## Problem details
In the data below, find the line that contains "positive clicks: (300, 119) (292, 122)" and the line that contains "negative clicks: (339, 181)". Copy both, plus every line between them, exactly.

Stored items
---
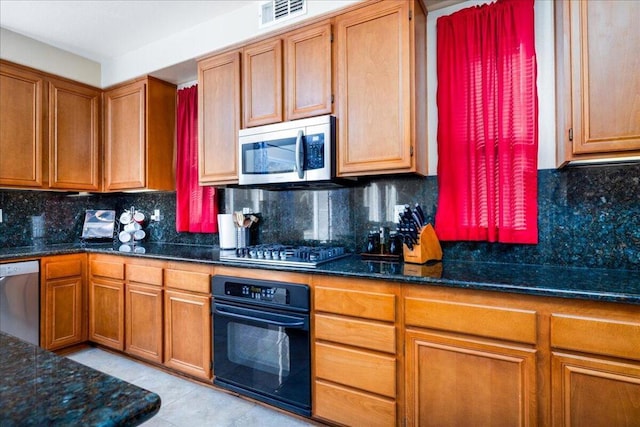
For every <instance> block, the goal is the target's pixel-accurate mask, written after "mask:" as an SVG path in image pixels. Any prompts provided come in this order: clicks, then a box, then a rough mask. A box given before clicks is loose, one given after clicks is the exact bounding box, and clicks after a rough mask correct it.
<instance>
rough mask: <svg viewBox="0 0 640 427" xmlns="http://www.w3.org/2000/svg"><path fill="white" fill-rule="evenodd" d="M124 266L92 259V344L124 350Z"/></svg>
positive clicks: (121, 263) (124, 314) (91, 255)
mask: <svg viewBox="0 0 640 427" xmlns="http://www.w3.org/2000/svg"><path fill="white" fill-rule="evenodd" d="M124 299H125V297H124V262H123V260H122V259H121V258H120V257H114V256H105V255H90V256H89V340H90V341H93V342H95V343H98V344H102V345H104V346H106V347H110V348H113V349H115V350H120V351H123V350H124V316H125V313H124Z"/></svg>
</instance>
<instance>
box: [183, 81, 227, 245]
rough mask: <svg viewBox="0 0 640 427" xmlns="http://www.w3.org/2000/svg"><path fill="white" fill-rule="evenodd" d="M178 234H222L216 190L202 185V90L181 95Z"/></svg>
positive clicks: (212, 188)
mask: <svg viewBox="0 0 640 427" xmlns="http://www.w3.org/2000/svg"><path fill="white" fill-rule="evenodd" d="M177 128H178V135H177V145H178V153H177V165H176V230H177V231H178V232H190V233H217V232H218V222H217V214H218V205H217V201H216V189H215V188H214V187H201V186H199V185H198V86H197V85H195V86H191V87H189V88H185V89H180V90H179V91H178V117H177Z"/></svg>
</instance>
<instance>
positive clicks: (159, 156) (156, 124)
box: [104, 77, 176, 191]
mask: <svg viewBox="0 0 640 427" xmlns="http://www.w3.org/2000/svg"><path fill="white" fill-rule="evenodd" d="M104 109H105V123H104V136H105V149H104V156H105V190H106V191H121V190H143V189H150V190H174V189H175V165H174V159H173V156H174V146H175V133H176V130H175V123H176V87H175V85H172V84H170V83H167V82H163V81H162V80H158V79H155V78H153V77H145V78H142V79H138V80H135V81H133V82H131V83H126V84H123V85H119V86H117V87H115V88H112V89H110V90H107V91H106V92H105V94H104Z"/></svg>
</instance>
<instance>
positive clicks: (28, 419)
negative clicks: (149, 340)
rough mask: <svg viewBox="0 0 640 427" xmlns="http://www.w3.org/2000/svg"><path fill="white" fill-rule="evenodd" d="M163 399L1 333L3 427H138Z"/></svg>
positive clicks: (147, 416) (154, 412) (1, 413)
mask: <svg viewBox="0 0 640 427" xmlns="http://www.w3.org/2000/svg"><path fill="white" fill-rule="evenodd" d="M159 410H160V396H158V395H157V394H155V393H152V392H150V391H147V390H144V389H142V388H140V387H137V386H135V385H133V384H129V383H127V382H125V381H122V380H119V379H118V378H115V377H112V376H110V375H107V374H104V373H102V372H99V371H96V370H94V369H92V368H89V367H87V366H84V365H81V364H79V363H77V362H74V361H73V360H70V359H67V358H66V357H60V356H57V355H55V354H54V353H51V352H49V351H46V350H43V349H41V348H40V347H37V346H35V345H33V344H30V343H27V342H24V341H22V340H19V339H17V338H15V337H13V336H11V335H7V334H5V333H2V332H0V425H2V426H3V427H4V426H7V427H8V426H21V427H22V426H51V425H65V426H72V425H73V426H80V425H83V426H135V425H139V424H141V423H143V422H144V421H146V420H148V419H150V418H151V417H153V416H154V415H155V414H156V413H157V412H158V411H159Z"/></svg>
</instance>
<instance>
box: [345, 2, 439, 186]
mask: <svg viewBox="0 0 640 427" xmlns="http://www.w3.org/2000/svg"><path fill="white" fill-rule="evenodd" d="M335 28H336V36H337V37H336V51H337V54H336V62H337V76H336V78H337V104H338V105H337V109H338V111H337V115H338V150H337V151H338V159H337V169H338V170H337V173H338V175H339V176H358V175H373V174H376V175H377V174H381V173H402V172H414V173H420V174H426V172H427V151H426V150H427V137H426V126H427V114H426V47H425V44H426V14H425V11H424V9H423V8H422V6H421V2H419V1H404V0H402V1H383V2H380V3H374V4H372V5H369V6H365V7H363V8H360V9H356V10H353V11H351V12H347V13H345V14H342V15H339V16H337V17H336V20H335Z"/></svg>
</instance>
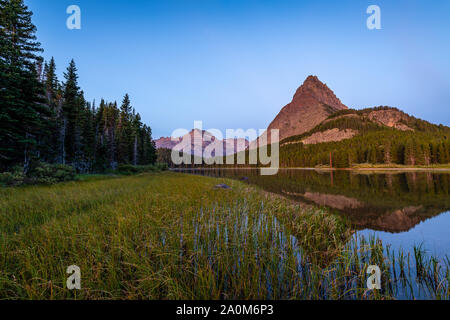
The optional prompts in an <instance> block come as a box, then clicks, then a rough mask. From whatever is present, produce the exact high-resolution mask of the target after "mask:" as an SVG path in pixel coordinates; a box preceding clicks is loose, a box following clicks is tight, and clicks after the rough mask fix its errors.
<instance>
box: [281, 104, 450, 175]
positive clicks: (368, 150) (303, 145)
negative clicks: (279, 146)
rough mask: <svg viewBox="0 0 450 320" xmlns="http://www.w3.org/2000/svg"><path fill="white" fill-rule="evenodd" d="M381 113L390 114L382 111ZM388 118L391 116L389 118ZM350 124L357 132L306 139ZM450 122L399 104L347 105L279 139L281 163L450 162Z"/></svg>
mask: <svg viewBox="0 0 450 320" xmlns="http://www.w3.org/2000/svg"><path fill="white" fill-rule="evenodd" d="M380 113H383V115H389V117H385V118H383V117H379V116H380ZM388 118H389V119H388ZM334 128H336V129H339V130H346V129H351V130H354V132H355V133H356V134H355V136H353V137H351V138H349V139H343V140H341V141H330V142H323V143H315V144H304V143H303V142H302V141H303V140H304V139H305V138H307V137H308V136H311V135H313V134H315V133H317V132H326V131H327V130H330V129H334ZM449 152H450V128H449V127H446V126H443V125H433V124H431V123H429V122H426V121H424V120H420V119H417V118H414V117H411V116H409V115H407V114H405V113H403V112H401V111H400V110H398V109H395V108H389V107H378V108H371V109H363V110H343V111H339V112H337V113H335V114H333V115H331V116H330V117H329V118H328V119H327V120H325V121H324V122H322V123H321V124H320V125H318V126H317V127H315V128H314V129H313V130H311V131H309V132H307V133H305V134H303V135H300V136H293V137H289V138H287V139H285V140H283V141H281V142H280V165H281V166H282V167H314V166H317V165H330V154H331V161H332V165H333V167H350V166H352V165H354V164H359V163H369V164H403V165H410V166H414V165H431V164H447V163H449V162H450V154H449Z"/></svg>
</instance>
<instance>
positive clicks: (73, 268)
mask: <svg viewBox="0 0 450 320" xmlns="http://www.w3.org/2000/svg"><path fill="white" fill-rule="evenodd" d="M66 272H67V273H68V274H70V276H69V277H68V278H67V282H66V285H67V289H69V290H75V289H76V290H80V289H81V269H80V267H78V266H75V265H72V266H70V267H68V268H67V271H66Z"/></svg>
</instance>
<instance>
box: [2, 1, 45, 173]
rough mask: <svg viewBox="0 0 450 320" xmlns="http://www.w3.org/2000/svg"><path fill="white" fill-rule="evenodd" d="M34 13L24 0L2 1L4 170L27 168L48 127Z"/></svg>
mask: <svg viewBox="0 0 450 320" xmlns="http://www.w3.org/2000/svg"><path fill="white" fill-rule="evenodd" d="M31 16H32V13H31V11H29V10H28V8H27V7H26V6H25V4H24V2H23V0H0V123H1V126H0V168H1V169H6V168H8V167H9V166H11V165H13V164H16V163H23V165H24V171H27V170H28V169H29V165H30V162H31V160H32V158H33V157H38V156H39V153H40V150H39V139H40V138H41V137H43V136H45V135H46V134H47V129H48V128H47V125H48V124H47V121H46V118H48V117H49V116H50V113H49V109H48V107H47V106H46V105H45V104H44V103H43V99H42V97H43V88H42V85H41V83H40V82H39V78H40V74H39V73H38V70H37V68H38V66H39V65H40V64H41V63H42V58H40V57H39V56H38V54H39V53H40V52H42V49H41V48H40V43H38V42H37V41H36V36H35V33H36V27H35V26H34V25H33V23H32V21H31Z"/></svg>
---
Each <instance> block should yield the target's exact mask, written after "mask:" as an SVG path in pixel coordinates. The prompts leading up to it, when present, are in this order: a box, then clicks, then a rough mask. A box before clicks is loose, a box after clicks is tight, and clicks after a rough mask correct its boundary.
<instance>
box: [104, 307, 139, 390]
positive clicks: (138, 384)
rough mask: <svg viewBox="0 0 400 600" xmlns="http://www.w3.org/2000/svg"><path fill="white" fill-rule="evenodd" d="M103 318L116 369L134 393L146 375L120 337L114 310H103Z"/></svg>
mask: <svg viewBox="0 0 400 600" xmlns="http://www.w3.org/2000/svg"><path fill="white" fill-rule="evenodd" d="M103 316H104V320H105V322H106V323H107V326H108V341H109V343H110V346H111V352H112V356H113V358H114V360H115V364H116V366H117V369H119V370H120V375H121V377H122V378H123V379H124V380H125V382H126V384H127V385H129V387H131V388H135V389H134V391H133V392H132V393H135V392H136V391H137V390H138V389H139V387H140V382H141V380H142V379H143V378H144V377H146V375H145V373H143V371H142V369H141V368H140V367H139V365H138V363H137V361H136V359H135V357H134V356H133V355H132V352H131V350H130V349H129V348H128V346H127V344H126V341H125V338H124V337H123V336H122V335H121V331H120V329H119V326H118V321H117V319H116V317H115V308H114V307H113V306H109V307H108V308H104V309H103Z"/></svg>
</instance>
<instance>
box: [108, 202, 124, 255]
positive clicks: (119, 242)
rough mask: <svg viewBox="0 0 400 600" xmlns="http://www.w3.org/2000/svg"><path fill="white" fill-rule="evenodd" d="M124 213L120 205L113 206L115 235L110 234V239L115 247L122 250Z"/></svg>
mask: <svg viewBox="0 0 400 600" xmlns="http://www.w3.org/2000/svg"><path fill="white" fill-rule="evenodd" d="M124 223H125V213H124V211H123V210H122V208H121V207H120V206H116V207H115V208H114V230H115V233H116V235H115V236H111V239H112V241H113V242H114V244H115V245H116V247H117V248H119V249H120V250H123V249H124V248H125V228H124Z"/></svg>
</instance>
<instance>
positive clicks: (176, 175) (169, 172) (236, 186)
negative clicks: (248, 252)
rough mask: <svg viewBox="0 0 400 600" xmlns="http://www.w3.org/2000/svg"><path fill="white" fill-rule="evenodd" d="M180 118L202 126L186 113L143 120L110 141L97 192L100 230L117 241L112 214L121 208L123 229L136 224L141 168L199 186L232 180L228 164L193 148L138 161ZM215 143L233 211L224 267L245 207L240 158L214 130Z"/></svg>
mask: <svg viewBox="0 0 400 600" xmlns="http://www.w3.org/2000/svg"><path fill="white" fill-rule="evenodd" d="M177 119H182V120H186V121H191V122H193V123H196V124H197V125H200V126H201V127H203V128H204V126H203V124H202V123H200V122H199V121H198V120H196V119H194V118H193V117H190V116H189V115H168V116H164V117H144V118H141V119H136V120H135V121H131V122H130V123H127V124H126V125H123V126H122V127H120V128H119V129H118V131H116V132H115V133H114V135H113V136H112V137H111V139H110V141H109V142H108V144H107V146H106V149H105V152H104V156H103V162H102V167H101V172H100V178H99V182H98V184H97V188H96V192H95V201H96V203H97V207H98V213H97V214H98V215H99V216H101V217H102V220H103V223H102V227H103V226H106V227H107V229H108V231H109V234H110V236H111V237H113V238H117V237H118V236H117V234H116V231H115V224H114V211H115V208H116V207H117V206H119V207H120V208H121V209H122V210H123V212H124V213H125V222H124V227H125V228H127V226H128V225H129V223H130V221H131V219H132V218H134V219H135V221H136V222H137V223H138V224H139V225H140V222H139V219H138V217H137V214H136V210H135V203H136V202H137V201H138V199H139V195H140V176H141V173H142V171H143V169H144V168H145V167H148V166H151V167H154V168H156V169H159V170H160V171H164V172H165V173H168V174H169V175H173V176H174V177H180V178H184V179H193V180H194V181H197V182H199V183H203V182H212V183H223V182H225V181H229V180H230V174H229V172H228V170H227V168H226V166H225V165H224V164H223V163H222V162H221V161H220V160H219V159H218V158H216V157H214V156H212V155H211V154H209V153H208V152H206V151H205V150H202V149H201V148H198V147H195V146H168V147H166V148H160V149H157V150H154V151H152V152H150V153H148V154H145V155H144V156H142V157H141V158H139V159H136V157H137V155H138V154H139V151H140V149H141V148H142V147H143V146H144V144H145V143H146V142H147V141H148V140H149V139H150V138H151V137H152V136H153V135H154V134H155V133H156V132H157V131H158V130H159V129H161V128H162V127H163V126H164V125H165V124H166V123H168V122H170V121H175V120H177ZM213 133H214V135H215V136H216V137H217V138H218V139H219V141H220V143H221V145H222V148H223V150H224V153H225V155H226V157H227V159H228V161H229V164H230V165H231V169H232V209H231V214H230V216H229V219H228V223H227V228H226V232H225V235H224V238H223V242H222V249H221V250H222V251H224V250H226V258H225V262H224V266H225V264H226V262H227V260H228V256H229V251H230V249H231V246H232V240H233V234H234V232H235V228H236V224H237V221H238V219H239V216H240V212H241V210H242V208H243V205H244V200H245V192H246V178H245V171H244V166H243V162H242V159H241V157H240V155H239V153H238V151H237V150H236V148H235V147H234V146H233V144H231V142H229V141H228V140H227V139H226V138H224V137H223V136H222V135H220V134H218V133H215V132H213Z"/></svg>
---
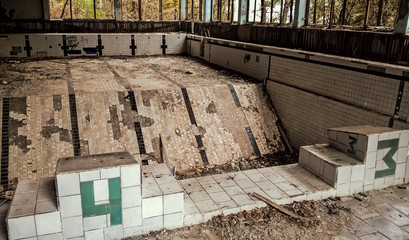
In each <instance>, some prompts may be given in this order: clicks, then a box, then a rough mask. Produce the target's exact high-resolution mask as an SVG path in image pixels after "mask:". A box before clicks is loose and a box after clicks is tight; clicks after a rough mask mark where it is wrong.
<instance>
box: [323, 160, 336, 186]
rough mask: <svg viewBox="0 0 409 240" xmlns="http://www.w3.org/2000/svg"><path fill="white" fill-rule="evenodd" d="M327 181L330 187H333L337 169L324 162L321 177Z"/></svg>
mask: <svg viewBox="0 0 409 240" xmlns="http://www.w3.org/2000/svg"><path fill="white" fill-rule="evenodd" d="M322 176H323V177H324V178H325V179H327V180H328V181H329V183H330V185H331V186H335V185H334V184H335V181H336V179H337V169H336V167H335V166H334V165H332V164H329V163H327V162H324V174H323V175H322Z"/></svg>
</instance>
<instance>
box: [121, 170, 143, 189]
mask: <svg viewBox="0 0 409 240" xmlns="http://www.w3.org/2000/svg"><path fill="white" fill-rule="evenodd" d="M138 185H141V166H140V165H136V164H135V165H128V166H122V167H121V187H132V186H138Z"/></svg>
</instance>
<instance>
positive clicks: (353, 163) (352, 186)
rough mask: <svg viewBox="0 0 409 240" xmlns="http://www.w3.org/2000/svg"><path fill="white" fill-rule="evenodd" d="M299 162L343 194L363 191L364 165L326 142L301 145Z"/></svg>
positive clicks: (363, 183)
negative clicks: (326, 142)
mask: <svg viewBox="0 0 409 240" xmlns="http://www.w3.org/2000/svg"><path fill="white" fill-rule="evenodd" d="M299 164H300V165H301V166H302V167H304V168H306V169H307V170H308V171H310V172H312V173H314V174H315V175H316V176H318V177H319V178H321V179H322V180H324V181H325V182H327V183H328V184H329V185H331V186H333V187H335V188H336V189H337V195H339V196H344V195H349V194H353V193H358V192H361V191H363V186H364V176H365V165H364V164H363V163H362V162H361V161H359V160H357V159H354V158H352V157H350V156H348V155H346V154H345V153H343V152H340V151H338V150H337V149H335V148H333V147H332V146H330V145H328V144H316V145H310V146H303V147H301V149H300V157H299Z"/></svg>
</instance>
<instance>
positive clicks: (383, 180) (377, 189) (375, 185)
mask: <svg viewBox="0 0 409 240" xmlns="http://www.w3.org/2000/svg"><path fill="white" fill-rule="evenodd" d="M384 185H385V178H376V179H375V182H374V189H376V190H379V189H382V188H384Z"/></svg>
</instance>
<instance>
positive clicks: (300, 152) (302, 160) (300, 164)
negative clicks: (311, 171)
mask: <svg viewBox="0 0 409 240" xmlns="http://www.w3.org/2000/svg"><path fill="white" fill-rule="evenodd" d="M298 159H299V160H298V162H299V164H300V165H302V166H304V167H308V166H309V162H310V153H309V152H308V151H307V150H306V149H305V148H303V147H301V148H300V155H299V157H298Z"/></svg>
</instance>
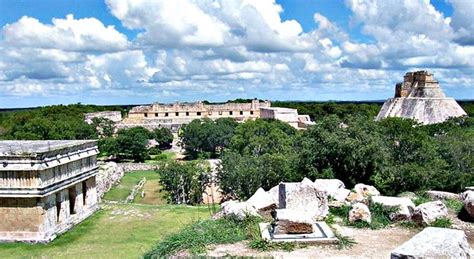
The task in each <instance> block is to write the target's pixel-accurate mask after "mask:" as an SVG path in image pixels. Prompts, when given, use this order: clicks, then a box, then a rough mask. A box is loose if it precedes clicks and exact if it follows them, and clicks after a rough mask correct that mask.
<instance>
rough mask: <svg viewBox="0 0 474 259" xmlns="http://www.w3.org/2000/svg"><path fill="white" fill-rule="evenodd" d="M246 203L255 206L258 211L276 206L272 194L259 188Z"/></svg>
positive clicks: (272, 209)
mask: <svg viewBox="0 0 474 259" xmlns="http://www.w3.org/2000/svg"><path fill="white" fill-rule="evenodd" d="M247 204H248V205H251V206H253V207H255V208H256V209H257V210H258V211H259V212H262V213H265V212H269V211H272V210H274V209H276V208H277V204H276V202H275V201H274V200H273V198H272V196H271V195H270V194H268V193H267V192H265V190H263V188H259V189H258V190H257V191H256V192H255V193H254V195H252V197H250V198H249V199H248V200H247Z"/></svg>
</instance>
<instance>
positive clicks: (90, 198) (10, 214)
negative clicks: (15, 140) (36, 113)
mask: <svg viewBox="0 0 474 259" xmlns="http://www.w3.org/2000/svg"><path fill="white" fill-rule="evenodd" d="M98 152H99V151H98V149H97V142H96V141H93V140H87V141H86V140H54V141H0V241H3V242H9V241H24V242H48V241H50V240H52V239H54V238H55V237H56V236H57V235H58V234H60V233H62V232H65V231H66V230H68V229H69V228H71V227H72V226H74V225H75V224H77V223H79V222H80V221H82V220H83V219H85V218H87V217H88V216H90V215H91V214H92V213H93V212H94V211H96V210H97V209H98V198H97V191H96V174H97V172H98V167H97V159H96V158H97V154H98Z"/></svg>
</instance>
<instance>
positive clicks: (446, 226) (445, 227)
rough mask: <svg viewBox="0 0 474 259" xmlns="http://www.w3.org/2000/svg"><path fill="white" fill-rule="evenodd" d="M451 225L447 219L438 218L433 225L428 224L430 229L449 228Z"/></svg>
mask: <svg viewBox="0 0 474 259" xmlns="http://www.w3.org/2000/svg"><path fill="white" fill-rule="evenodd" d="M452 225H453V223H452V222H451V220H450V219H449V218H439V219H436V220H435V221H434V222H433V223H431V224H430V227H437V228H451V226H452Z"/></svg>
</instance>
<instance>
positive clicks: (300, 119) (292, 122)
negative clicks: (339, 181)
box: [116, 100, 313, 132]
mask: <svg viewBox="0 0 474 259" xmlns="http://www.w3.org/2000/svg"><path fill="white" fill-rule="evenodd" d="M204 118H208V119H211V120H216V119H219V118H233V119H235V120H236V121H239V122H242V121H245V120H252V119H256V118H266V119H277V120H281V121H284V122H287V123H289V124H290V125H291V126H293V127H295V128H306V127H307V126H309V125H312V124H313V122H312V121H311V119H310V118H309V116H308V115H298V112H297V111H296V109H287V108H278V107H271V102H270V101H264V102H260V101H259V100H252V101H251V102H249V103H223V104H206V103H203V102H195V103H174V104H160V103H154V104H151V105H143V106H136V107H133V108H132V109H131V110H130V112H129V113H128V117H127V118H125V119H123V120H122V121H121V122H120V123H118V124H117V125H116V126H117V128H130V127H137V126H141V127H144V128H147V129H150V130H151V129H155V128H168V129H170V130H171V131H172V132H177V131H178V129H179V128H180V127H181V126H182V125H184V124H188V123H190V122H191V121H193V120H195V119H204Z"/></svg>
---
## The completed task
positive clicks: (300, 119) (292, 122)
negative clicks: (339, 181)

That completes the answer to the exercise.